SOURCE PASSAGE –
“Free Palestine,” the brave Ivy League protestors call. After all, they are brave, aren’t they? They are obviously the second iteration of Martin Luther King Jr and the Civil Rights Movement, aren’t they? Ready to lay down their lives for their cause? Be jailed? Risk death?
Not quite.
In fact, the Ivy League protestors are delicate. They are only able to protest under fundamentally ridiculous conditions. These conditions include the quaint belief that they have a right to privacy even when they are in view of the public, they deserve donations from the public to pay for their melatonin gummies and tampons, and if their IDs are deactivated, they have absolutely no recourse. There’s no way they can find a synagogue, or housing, off campus. No way whatsoever.
This peculiar combination of self-involvement, learned helplessness and fragility makes them, and their movement, fodder for comedy.
Take a look at the Columbia Gaza Solidarity Encampment’s Community Guidelines:
Look at #6- “We commit to never photograph or videotape another community member without their affirmative consent.”
These people are supposedly brave enough to come out, camp out and protest for what they believe- but not brave enough to stand by what they say and accept the consequences for their actions. What’s more, it’s not just that they cannot film each other. They restrict and prevent the press and others from filming them- even when the people are filming from locations outside of the encampment.
Check out this video where an AP reporter is told he can’t film the encampment (even though he’s taking a wide shot from outside of it). Instead, he is directed to the encampment’s press corps so they can control the message.

EXCERPTED DATA –
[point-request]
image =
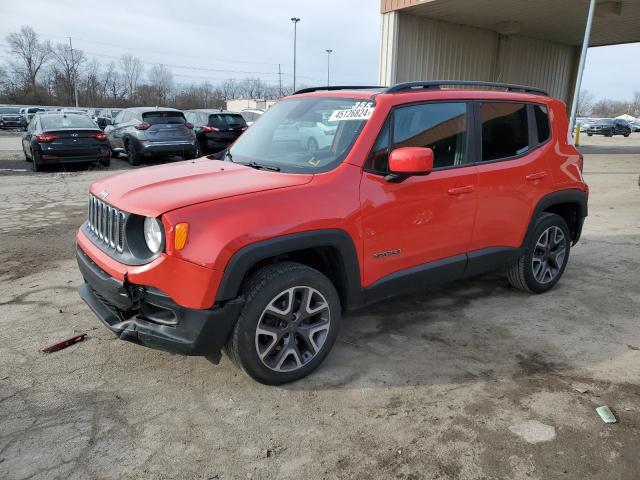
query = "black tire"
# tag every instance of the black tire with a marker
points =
(521, 273)
(132, 154)
(261, 291)
(37, 164)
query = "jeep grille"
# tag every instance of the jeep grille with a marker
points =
(106, 223)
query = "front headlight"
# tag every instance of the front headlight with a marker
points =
(153, 234)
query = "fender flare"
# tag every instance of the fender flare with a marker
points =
(574, 195)
(244, 259)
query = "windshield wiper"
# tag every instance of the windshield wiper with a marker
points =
(259, 166)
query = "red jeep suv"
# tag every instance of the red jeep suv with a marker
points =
(262, 251)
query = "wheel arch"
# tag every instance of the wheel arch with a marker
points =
(331, 251)
(571, 205)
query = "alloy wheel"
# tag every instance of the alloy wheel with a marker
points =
(292, 329)
(549, 254)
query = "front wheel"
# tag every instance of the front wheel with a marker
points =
(288, 324)
(545, 257)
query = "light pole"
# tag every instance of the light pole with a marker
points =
(295, 21)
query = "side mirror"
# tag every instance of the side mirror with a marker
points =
(408, 162)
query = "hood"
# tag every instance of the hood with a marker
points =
(152, 191)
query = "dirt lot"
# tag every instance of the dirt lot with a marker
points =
(475, 381)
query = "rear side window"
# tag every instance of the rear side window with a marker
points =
(224, 120)
(439, 126)
(156, 118)
(505, 130)
(53, 122)
(542, 122)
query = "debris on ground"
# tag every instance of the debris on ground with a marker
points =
(65, 343)
(533, 431)
(580, 388)
(606, 414)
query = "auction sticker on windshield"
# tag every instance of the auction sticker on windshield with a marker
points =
(360, 111)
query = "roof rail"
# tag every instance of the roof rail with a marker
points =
(336, 87)
(437, 84)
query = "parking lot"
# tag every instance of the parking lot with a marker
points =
(472, 381)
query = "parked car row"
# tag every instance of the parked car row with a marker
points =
(610, 127)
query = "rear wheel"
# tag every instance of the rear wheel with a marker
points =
(37, 162)
(132, 155)
(545, 258)
(288, 324)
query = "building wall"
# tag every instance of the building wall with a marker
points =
(418, 48)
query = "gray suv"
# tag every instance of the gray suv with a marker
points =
(145, 132)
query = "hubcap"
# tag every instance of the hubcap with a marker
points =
(292, 329)
(548, 255)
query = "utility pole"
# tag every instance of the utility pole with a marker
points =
(295, 21)
(583, 57)
(73, 72)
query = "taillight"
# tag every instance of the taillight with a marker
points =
(45, 138)
(101, 137)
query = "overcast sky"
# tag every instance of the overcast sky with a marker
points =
(215, 40)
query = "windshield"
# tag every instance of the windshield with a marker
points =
(225, 120)
(155, 118)
(305, 135)
(53, 121)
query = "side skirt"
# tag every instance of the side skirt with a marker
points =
(440, 272)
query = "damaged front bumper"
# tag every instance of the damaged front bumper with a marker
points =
(146, 316)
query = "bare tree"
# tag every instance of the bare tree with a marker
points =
(229, 89)
(112, 84)
(131, 72)
(31, 55)
(67, 67)
(161, 82)
(585, 103)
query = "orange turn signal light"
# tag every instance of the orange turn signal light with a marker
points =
(180, 235)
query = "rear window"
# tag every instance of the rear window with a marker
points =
(223, 120)
(156, 118)
(505, 130)
(74, 120)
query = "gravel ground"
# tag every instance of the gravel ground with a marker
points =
(473, 381)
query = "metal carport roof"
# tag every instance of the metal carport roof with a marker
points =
(560, 21)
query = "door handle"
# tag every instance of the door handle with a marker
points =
(536, 176)
(460, 190)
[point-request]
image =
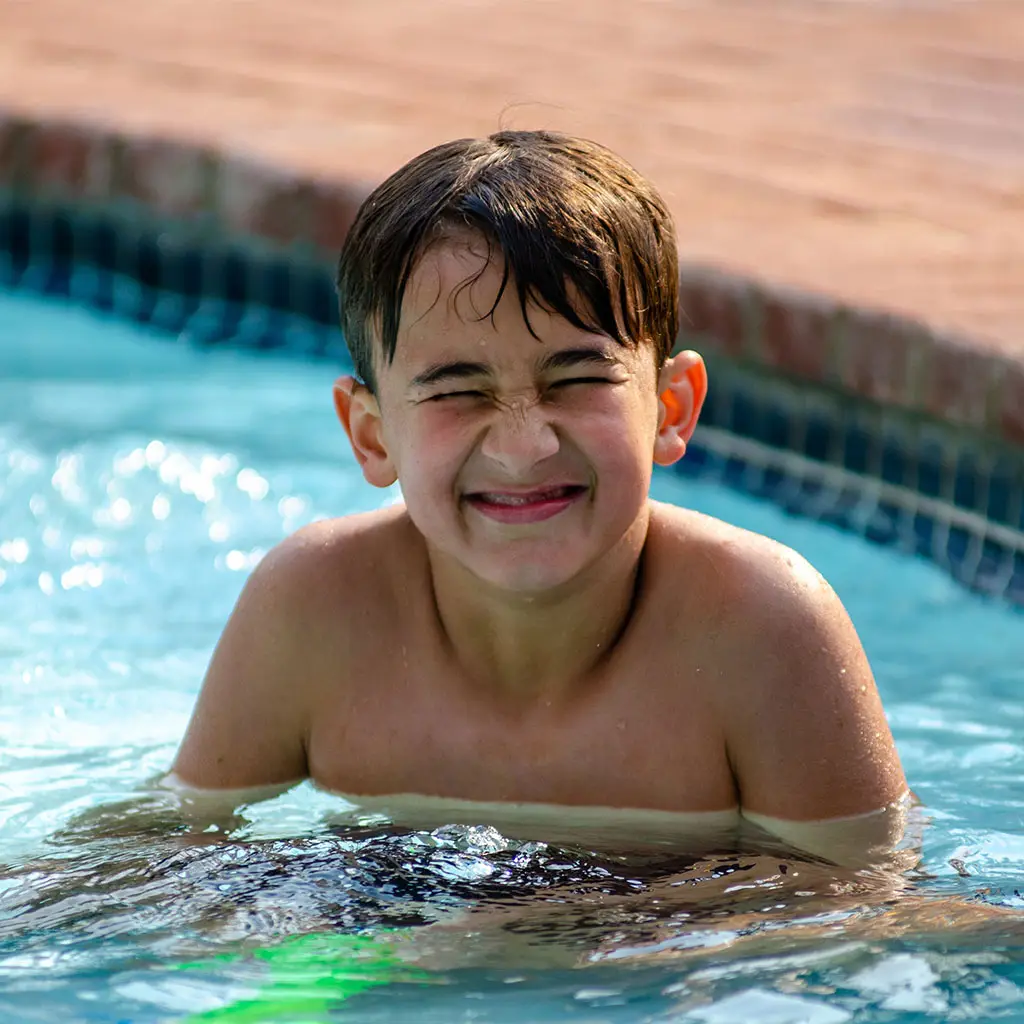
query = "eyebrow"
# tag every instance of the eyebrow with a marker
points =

TASKS TO COMPLETE –
1. In the protest commentary, what does guideline #6 of the Columbia Gaza Solidarity Encampment's Community Guidelines commit members to?
2. Carry on the protest commentary from its final sentence about the reporter being sent to the encampment's press corps.
Nothing here relies on the rows.

OUTPUTS FOR THE TASKS –
1. Never photographing or videotaping another community member without their affirmative consent.

2.
Student: Hi. Have you spoken to the media folks?
Reporter: I would love to speak to the media folks once my wide shot is done in about ten minutes.
Student: Yeah, but you’re supposed to have explicit permission from the students that are going to appear in your live shot. So no, this is not appropriate. Uh, no. But we have people who are willing to speak to you in the front.
Reporter: Yeah, if a media representative wants to come out and speak to me, I would love to speak to them.
Student: No. That’s not how it works. They’re already up there.
Reporter: Okay, so where would I be going?
In this video someone was filming the CUNY encampment and they blocked his phone, pushed him away and forced him out.
There’s another video (please provide the link if you have it) of a female protestor telling people they can’t film to “protect the privacy of students.”
So just so we get this right: you’re protesting, taking over spaces on campus and challenging the establishment- but you think you have the right to prevent other people from filming you while you do it? This is the hothouse flower mentality- I can protest, but only under very specific conditions where I can control the narrative/ have my privacy respected. What privacy? The point of protesting is to have eyes on you!
It gets worse.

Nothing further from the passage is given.